SET TASK> Count the lines in the data below that contain the word "water", and give only that number.

Dataset items>
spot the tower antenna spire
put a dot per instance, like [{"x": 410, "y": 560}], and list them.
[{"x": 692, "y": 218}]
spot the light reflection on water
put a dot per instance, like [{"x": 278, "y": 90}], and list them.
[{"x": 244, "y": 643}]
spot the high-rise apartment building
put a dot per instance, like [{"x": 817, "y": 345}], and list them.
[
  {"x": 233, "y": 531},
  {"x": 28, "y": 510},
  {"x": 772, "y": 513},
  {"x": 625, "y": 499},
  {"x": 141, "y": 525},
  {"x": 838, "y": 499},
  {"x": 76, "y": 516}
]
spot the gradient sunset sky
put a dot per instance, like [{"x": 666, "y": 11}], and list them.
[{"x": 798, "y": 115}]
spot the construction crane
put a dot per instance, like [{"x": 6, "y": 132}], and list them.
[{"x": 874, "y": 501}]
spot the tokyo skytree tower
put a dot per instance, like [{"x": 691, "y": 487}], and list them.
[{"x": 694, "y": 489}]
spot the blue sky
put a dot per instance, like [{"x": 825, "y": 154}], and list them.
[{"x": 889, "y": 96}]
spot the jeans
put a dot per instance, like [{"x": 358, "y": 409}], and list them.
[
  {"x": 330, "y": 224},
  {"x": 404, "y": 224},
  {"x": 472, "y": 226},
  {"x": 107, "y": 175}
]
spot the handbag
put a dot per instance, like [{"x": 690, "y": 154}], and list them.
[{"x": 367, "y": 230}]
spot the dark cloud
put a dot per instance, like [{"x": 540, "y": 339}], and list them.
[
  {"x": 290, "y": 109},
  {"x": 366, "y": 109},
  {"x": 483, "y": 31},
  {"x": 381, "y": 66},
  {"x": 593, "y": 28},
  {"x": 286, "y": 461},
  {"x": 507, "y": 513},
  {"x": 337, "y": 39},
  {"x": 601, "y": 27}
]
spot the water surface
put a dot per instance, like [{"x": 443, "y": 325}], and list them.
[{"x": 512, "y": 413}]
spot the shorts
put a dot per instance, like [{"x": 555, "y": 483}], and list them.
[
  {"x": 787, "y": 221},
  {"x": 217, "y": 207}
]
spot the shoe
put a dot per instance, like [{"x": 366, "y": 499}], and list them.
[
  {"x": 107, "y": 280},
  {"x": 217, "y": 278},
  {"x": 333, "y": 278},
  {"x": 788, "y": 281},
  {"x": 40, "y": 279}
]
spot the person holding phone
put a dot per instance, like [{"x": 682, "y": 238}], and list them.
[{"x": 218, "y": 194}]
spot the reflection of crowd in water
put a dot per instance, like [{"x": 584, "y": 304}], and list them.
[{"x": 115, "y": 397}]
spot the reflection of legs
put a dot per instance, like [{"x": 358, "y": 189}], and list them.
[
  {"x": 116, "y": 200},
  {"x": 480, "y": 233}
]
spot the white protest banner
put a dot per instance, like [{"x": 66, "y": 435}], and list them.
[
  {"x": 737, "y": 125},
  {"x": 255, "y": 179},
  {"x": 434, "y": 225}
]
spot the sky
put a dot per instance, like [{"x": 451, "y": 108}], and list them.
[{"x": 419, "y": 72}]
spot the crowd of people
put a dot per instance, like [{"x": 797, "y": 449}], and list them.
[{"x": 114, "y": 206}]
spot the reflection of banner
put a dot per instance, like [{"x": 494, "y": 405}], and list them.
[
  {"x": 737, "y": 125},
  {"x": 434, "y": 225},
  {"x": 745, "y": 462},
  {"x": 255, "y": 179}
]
--
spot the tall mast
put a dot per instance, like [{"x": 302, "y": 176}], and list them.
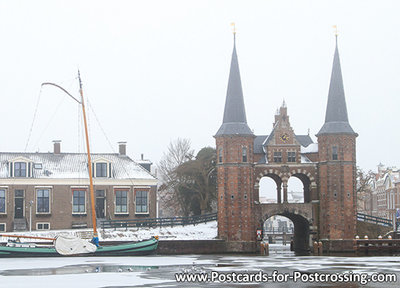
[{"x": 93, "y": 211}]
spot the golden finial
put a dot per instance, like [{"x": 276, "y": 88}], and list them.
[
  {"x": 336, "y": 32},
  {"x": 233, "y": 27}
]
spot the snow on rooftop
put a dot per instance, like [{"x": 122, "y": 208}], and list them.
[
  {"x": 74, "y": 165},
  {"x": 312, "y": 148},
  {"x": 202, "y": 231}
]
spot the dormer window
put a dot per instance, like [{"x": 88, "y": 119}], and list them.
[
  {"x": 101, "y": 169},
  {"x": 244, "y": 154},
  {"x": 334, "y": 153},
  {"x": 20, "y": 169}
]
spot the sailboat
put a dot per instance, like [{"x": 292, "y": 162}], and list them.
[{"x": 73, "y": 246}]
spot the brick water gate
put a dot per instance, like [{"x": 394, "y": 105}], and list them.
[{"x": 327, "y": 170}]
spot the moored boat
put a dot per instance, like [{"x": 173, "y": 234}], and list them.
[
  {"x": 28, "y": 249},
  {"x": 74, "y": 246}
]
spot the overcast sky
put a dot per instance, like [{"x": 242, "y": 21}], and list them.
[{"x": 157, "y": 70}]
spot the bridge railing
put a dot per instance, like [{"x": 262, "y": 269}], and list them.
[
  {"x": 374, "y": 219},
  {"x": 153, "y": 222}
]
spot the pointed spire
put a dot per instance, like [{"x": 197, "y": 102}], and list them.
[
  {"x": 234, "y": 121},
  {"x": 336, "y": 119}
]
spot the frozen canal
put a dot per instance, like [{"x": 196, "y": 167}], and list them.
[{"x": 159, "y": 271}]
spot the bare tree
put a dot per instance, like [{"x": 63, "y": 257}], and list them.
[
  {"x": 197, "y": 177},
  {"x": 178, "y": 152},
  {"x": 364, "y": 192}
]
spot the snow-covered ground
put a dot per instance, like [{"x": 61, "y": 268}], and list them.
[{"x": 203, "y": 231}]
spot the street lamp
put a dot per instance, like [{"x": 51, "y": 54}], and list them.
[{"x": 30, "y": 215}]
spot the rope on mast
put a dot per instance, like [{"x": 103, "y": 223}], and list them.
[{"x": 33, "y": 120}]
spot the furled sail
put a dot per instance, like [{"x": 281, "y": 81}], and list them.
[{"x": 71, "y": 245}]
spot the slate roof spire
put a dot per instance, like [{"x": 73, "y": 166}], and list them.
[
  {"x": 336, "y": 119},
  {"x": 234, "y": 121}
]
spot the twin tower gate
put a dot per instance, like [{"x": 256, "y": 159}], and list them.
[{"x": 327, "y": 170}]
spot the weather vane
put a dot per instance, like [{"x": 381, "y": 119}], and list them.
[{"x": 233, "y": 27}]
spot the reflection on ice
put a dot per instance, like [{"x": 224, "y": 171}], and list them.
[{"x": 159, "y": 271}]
...
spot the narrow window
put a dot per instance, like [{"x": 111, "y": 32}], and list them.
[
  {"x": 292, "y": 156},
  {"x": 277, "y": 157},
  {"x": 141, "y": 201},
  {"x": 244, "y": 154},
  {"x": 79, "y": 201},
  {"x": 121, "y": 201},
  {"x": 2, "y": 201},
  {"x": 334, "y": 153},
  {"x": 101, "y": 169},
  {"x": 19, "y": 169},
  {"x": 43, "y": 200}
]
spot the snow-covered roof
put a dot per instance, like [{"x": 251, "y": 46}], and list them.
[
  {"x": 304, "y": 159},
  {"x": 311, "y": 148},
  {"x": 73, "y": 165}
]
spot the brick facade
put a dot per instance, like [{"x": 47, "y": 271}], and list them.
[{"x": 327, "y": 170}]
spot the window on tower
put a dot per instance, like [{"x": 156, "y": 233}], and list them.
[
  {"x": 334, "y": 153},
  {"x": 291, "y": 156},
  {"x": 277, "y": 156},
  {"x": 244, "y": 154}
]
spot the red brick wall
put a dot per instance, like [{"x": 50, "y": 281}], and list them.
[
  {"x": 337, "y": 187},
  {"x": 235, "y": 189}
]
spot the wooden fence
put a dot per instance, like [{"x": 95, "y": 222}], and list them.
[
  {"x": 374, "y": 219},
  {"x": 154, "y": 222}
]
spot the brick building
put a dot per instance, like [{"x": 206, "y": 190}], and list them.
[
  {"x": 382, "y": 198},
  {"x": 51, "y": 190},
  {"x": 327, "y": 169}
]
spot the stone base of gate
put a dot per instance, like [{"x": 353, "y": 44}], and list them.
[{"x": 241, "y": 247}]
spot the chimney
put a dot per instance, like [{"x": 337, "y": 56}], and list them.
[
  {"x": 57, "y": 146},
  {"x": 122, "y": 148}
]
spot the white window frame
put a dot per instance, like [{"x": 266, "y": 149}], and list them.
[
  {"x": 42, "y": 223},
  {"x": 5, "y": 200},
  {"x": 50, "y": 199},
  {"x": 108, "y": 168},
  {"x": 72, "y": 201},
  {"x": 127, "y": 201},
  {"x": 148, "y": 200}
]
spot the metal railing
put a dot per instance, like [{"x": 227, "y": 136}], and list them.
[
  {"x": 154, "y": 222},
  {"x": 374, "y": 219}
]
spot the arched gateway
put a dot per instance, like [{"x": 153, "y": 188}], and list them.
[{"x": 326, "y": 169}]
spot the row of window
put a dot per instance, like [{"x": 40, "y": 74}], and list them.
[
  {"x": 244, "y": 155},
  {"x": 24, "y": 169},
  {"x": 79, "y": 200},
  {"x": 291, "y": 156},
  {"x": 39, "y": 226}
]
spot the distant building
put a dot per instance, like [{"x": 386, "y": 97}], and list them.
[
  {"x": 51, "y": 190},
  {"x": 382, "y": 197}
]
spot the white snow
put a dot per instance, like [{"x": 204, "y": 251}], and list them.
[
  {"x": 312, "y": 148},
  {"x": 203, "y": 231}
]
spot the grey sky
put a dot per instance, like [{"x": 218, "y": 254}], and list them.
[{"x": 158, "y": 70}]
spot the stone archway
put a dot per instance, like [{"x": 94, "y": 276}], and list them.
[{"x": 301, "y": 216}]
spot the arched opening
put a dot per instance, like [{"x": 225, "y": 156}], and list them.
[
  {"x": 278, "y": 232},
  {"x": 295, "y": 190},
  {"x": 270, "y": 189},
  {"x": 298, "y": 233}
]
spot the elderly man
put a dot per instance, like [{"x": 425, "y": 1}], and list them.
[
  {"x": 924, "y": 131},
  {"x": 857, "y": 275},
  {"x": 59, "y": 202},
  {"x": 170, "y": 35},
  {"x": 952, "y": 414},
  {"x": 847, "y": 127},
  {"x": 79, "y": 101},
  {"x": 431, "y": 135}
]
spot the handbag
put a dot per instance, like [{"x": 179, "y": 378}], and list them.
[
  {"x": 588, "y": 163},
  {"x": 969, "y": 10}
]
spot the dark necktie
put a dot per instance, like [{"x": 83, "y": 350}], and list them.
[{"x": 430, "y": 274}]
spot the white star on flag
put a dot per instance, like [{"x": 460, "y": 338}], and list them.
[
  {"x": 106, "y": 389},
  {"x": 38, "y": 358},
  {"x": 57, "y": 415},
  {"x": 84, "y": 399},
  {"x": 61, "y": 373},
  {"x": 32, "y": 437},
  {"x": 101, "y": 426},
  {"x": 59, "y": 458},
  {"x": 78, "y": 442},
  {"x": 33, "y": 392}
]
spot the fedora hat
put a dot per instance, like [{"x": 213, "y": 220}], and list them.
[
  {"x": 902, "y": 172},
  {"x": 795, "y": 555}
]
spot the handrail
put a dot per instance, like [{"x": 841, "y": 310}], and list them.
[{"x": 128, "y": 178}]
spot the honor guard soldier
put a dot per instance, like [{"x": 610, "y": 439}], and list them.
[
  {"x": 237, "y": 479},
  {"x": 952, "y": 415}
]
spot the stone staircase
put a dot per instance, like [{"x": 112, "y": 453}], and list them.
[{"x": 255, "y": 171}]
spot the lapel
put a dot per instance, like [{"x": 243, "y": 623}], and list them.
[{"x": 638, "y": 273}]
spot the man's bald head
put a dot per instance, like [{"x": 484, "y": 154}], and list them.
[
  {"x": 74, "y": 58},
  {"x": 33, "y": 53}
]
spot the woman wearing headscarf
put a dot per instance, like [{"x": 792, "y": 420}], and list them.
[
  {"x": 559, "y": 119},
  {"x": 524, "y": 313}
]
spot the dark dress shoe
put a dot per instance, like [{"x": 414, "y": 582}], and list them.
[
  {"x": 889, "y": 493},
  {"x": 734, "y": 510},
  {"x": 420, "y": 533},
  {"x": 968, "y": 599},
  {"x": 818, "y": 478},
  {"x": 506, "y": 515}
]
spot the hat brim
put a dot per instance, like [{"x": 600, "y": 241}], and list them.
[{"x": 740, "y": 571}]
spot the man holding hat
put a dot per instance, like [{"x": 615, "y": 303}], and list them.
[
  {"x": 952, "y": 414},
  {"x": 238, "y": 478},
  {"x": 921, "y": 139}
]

ANSWER TO THIS TASK> 4